**Problem:**
Pick out and copy each line of the records below that contains the string "potted". Uppercase and lowercase letters must match.

====== Available data

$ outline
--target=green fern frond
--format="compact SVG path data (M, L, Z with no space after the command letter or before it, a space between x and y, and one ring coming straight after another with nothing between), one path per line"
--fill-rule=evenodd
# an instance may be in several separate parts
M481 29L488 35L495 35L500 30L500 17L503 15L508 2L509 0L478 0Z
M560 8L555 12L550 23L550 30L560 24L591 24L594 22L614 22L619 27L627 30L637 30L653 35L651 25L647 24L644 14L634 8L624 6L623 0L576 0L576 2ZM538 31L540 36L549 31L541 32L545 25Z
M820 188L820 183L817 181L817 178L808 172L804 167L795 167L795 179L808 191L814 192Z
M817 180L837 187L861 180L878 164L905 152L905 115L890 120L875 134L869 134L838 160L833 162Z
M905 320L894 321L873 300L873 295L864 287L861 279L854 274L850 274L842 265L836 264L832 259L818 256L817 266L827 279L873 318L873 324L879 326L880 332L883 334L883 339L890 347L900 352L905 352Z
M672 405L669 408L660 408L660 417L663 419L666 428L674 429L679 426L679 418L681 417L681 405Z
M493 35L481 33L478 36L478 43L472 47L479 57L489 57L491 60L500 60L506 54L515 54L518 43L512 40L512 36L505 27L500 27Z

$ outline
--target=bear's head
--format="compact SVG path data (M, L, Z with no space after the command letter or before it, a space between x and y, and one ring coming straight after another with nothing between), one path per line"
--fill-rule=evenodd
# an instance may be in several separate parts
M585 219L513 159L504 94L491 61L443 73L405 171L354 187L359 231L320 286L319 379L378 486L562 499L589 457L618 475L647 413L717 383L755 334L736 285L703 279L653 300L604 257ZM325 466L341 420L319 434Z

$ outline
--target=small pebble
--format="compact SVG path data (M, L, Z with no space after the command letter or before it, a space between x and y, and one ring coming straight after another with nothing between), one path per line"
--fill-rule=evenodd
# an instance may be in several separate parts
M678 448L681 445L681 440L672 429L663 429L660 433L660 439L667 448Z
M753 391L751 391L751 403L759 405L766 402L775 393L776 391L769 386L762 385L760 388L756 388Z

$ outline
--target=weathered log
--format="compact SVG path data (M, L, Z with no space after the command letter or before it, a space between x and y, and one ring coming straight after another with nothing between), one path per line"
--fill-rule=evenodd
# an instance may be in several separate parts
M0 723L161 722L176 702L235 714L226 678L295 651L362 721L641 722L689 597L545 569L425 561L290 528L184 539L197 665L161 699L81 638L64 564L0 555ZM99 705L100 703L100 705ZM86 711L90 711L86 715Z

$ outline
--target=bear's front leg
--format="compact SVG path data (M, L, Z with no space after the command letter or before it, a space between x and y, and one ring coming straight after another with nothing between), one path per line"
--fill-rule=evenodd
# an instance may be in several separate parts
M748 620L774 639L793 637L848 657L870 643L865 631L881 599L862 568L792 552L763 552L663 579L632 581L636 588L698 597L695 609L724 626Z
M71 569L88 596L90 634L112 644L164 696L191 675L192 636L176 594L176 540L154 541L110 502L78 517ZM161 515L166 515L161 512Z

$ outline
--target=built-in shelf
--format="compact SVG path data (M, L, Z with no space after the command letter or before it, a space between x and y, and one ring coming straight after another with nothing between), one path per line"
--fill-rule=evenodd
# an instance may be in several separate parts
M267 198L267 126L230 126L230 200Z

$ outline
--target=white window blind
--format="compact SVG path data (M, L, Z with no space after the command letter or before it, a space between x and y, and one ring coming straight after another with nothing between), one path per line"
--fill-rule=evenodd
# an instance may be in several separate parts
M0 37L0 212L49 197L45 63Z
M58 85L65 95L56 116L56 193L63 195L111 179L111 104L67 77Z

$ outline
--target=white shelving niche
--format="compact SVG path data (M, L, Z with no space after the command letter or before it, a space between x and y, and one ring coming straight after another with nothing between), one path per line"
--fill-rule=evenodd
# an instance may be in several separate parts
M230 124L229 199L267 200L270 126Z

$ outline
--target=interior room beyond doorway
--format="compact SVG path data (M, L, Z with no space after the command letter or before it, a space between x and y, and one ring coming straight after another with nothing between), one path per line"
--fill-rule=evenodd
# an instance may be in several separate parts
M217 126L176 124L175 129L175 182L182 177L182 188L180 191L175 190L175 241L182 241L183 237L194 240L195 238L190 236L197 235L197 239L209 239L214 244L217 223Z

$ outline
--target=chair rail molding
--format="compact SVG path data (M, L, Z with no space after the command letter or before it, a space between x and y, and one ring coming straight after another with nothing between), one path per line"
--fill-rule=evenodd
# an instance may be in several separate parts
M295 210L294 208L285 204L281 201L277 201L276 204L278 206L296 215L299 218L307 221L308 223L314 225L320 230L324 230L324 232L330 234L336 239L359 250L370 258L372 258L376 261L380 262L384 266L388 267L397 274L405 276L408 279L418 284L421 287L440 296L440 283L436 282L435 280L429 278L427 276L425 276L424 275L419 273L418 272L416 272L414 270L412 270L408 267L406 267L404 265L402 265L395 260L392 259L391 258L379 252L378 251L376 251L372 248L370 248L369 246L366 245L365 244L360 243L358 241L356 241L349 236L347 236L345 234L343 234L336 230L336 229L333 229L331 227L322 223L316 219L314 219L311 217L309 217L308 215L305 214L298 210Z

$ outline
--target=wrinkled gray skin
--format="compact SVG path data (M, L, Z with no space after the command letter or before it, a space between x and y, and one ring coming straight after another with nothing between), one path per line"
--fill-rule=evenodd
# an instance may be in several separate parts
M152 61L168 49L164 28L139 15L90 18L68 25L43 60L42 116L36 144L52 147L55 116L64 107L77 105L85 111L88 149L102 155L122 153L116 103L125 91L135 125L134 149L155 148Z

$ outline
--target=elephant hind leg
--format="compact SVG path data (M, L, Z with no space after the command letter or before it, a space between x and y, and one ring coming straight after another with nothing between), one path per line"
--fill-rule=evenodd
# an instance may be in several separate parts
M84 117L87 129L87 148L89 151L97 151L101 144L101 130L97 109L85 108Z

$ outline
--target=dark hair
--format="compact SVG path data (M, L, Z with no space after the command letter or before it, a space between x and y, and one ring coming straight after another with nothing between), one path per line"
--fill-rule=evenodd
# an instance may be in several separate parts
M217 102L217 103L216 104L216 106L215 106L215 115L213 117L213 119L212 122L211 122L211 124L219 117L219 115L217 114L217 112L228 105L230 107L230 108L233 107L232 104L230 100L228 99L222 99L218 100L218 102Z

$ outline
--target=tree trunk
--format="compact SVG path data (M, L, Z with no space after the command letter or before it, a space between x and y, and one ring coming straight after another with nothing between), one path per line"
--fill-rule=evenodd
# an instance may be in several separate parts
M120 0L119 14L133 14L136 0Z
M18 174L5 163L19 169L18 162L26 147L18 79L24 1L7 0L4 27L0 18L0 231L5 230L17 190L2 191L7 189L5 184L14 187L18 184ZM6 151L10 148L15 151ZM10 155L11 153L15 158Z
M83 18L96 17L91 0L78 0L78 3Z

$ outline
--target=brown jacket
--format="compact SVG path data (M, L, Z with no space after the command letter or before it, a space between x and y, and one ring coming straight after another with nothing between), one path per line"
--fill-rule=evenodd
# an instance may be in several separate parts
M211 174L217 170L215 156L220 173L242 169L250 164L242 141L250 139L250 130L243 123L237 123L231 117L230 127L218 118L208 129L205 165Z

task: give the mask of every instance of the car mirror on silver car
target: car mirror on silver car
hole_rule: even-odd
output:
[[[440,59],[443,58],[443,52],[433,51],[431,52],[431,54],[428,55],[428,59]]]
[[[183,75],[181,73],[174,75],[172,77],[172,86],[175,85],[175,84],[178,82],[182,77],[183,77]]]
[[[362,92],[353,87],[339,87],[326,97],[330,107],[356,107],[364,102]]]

============
====== Available data

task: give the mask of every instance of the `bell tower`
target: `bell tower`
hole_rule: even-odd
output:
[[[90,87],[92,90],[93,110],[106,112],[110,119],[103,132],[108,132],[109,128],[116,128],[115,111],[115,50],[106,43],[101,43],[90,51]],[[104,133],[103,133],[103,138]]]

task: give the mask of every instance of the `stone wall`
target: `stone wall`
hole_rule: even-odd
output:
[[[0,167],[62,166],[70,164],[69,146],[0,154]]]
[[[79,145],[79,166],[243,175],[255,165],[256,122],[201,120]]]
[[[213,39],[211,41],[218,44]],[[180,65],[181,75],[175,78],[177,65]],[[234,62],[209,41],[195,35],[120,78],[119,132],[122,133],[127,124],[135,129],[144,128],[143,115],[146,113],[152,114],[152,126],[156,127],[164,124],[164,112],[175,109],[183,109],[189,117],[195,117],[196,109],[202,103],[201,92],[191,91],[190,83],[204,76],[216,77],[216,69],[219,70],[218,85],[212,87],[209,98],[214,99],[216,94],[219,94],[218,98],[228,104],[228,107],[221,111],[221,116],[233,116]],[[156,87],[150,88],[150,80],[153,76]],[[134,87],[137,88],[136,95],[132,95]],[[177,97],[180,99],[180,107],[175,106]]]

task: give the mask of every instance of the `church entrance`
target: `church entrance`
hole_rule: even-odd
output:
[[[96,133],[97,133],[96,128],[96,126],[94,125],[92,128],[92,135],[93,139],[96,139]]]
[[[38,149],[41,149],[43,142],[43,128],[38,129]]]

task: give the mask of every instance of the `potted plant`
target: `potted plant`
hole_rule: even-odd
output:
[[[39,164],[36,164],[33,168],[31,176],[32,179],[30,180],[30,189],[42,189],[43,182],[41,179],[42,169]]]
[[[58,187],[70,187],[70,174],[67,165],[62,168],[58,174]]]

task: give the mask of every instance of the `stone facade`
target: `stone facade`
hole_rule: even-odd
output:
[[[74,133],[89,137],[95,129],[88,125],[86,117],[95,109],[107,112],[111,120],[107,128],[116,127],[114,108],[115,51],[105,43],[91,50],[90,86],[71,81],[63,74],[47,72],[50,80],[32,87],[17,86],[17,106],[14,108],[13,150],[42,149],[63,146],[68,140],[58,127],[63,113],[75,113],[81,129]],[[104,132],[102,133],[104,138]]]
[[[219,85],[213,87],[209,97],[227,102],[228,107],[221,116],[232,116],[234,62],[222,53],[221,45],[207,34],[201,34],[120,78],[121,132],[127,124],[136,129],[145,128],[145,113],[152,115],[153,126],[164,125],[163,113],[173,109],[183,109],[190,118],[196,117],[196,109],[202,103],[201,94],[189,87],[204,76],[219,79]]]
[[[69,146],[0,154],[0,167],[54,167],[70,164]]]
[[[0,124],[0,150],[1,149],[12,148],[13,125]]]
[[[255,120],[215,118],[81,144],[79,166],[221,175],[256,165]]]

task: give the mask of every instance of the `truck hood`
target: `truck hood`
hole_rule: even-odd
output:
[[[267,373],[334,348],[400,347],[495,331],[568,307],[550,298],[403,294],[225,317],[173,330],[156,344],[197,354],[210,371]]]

============

**Solution to this problem:**
task: give the mask of every instance of the `potted plant`
target: `potted plant`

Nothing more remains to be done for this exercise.